A Hateful Hate-Crimes
Law
By Star Parker
On October 28th, President Obama signed into law the Matthew Shepard and James Byrd Jr. Hate
Crimes Prevention Act. Actually, he signed into law the 2010 National Defense Authorization Act tacked
onto which was the hate-crimes legislation.
Senator Harry Reid, our brave Democrat Majority
Leader, slipped the hate-crimes bill into the Defense Authorization Bill to avoid having to
have
our senators consider the controversial hate-crimes legislation on its own.
It’s for good reason that our Democrat legislators
wanted to hide under a rock while passing this terrible piece of legislation.
It may help them with the far-left wing of their party. But weakening and
damaging our country is not something to be proud of. And that is exactly
what this new hate-crimes law does.
After signing this new law, President Obama celebrated it by saying that in this nation we should
“embrace our differences.”
But law isn’t about embracing our differences.
It is about providing equal and non-arbitrary protection to all citizens.
Equal protection for every individual
American under the law is what the 14th
Amendment to our Constitution,
passed after the Civil War, guarantees. That this nation takes this guarantee
seriously – that there are no classes of individuals that are treated
differently under the law – has been a justifiable obsession of blacks.
A society in which all life is not valued
the same, where murder of one citizen is not the same as murder of another
citizen, is a horror which black Americans have known too well. So it is a
particular irony that this major expansion of the politicization of our law has
been signed by our first black president.

________________

EXERCISE REQUIREMENTS: According to the article, what bill did President Obama actually sign that carried the hate-crimes legislation?

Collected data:
________________

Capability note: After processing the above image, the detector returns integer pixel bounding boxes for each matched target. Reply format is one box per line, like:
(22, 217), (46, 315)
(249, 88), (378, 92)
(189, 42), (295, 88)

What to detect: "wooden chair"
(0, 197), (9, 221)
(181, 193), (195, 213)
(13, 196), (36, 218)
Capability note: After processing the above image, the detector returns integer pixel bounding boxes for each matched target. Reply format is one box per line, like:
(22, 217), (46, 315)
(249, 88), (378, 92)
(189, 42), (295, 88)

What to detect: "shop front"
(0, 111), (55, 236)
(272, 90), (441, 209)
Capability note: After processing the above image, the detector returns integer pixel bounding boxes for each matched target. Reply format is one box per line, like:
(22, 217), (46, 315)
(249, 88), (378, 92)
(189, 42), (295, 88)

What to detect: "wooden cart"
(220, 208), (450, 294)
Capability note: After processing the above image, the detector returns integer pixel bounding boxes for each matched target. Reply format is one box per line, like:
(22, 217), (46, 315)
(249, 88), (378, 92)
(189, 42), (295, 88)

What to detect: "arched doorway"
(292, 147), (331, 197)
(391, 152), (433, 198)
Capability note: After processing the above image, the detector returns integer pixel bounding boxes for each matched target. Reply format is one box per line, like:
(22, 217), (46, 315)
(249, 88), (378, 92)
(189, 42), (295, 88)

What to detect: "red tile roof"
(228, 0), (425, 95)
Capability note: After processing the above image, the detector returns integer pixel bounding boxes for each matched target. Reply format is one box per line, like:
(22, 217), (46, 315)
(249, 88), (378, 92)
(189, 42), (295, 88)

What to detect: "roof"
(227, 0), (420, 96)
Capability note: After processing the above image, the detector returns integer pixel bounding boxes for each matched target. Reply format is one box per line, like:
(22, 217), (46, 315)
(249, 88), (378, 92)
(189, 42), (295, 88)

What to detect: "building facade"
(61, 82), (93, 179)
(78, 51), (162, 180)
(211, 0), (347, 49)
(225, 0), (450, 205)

________________

RESULT OF THIS TASK: The 2010 National Defense Authorization Act